*Work to be completed*. Each line below containing the word "wall" needs to be shown.

*Information*.
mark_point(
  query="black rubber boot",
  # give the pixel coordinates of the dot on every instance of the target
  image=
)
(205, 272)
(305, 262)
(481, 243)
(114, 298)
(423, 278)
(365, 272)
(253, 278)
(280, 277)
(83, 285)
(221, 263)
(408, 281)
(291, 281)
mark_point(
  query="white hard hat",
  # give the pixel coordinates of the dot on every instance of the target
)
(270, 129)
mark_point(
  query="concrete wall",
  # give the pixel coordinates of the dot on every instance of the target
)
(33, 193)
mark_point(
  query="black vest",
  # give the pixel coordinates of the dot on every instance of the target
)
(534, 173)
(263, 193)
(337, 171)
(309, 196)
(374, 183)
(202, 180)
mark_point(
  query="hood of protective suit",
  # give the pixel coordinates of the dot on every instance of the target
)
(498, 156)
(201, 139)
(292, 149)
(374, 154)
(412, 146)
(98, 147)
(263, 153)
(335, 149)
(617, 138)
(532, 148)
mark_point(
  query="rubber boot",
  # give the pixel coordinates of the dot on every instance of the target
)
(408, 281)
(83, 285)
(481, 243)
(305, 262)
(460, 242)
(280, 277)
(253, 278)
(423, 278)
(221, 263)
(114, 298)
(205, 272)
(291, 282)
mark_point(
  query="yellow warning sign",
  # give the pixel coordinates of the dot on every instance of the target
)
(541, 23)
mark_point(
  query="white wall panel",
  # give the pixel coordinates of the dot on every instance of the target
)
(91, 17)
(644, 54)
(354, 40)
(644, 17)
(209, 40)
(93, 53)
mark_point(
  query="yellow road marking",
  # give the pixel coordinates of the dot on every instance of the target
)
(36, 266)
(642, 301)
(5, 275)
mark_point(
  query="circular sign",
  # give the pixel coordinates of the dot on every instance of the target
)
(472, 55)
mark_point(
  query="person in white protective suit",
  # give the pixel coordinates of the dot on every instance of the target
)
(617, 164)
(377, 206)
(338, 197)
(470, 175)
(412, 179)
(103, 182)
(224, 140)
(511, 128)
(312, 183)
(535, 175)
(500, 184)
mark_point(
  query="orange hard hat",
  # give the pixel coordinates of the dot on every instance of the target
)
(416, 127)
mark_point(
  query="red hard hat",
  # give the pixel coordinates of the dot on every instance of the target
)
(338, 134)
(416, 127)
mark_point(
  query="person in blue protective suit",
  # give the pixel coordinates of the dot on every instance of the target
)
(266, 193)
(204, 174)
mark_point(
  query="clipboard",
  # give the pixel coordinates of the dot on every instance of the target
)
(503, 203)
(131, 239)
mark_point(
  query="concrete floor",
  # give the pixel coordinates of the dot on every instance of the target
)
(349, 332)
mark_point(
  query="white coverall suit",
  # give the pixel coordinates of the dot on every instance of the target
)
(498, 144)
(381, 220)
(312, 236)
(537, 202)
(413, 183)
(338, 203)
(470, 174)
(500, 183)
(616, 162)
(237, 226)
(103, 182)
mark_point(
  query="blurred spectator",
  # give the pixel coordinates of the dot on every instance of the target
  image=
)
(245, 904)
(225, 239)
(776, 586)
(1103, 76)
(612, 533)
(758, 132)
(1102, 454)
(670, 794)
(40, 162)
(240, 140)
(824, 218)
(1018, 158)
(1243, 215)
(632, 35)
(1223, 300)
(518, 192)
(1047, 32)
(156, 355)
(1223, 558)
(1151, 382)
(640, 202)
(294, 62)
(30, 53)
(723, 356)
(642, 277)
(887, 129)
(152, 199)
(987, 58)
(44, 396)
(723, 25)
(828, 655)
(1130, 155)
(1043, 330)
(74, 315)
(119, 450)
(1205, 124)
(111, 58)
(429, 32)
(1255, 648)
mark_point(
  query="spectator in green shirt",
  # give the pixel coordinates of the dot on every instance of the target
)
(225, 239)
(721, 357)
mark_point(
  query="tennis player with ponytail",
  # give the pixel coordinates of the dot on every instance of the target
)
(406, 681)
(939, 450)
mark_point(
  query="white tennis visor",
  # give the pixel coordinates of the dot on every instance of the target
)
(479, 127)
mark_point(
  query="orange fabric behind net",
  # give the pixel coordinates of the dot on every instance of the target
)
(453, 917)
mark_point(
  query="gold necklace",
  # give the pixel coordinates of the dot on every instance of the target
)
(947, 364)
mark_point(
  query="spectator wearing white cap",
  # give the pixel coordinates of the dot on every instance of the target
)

*Answer for this exercise*.
  query="concrete wall",
  query="white wall panel",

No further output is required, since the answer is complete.